### What is required:
The answer is to be an exact copy of the lines below running from the line with "Query: overcast sky" down to the line with "Query: wheel arch", both ends included, and nothing more.

(Referring expression data)
════

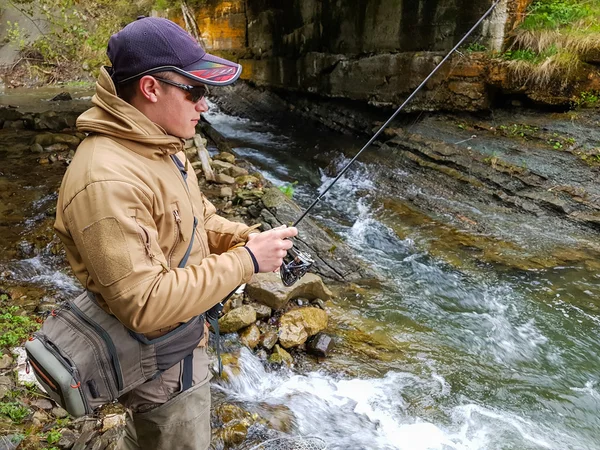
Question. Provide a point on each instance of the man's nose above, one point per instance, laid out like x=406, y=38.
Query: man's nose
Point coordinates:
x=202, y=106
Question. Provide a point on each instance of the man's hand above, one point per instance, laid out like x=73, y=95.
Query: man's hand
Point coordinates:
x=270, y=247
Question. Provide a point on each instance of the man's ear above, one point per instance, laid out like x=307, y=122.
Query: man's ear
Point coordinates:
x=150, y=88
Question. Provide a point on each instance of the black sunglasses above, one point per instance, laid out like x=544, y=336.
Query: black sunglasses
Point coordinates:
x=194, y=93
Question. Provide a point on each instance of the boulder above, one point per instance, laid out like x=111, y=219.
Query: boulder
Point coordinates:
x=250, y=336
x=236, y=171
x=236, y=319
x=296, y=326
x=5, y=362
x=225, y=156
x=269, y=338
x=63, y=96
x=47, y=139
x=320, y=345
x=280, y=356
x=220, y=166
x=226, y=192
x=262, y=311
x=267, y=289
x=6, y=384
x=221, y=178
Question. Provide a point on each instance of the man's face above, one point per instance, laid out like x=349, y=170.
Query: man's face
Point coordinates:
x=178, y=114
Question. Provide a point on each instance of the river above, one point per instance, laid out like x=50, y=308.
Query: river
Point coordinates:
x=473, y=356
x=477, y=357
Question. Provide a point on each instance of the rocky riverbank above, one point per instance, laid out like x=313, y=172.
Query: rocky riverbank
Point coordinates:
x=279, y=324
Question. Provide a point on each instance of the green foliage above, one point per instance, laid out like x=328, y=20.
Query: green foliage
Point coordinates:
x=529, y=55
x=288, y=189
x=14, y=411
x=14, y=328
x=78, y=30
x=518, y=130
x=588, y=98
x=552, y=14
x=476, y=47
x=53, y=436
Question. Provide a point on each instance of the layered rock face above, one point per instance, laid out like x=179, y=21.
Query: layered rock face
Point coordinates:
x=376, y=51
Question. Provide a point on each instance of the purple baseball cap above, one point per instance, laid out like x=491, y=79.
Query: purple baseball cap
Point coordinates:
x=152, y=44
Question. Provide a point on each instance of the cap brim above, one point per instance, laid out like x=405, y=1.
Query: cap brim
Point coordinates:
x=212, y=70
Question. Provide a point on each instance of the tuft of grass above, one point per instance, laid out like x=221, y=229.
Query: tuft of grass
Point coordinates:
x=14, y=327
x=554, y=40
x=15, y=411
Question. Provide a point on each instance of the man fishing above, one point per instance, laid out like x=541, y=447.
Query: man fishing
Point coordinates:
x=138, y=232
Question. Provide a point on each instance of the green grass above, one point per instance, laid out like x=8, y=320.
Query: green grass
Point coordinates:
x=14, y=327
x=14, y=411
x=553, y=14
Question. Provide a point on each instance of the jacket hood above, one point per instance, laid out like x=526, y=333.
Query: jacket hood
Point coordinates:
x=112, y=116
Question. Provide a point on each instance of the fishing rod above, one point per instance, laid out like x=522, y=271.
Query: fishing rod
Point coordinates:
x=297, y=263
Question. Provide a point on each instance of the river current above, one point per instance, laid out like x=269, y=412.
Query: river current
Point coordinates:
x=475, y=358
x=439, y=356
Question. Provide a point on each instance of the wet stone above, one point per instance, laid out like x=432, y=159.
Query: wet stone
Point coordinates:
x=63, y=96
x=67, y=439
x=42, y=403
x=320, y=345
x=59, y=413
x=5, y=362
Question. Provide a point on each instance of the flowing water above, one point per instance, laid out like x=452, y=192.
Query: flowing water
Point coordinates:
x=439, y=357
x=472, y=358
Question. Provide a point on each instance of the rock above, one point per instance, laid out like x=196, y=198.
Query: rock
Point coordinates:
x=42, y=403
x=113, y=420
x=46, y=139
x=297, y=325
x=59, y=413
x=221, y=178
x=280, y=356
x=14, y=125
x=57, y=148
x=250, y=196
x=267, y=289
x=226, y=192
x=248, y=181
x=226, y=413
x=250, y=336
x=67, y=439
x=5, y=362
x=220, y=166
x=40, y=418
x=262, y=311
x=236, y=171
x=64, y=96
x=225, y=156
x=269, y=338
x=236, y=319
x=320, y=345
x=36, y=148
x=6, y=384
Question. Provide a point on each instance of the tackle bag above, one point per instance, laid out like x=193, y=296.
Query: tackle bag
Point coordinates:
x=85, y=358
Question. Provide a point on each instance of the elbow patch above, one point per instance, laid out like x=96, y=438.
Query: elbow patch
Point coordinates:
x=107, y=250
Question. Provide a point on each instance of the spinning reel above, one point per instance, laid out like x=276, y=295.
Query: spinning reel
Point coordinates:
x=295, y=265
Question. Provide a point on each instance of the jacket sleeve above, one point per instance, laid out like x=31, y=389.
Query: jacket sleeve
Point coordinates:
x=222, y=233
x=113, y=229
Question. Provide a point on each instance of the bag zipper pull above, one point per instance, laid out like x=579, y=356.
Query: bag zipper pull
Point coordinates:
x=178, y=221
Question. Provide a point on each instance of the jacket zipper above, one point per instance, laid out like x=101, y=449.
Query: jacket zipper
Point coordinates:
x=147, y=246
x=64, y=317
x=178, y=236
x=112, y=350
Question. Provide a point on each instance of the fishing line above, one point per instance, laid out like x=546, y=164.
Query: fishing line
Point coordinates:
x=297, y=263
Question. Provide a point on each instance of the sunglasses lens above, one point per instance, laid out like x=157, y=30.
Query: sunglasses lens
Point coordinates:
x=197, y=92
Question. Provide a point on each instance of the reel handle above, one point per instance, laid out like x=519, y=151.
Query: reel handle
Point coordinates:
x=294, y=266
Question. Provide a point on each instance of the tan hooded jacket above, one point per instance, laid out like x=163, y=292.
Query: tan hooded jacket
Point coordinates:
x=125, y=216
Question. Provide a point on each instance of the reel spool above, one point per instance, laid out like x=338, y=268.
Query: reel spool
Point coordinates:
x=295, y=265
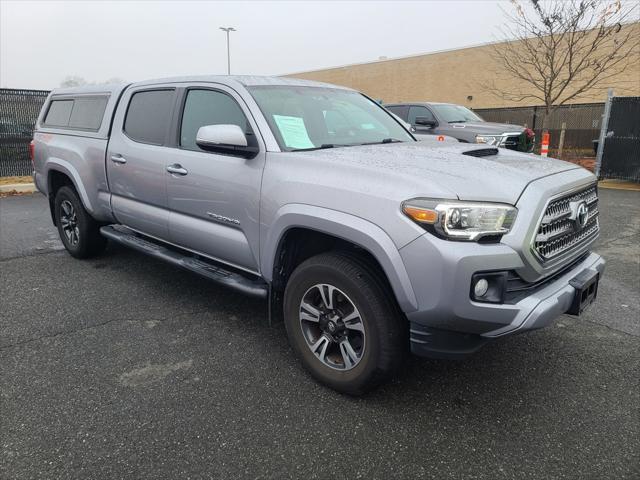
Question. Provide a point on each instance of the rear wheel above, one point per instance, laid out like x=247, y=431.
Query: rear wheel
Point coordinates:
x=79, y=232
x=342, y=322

════

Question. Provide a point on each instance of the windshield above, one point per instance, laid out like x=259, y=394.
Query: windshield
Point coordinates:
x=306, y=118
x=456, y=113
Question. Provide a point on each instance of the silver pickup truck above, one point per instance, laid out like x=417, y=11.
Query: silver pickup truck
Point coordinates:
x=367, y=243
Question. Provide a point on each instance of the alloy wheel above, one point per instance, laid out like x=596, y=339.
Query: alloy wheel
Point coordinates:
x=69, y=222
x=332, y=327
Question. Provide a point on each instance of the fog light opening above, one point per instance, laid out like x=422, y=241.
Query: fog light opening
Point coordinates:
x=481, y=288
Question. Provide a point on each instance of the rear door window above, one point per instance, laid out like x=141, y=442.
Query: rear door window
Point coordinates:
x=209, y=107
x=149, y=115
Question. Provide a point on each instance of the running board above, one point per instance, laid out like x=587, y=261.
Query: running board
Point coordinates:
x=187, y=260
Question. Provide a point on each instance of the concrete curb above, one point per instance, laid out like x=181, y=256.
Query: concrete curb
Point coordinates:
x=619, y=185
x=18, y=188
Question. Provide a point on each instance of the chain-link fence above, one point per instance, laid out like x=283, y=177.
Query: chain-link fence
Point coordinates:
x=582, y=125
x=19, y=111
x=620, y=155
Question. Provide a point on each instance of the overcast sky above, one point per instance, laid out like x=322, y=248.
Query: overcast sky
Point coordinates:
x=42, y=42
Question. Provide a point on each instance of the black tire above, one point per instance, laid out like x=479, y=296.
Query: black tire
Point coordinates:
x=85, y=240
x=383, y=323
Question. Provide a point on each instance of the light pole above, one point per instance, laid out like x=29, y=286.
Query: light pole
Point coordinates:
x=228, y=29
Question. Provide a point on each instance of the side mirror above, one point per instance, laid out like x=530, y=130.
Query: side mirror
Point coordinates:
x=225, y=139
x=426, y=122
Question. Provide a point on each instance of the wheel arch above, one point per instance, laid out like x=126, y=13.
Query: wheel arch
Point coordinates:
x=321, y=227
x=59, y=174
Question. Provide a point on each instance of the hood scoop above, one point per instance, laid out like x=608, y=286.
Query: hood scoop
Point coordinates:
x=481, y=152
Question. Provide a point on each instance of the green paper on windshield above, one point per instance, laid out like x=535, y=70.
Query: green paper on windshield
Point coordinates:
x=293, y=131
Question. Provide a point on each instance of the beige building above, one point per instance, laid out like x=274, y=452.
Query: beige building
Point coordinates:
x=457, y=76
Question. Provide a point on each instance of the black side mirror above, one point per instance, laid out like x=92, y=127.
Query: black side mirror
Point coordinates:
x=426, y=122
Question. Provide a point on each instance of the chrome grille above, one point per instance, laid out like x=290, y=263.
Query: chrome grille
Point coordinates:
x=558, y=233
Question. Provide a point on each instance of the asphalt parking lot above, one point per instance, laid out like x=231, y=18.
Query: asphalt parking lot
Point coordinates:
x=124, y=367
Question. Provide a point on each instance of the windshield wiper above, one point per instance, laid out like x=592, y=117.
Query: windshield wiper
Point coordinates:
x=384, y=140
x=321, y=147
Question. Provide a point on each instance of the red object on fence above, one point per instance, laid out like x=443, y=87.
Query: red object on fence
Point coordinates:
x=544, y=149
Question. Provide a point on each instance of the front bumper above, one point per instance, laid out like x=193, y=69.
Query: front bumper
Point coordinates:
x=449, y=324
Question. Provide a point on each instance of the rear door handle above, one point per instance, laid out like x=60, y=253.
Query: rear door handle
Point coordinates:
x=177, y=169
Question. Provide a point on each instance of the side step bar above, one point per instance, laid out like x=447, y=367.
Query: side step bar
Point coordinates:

════

### Answer area:
Query: overcast sky
Point coordinates:
x=42, y=42
Question. Provide a point on each instance of the black tire above, one point per instance, laid out like x=479, y=296.
Query: black tire
Point coordinates:
x=85, y=240
x=383, y=323
Question. Provide a point on each instance of the light pole above, one point per instance, laid out like x=29, y=286.
Query: light pole
Point coordinates:
x=228, y=29
Question. Provide a point on each instance of the side mirror above, one point per instance, laid out like x=530, y=130.
Query: side mirror
Point coordinates:
x=225, y=139
x=426, y=122
Question. Provide a point on each instance of the wheel arch above, one point per instance, laid out like x=126, y=13.
Query: wheel arch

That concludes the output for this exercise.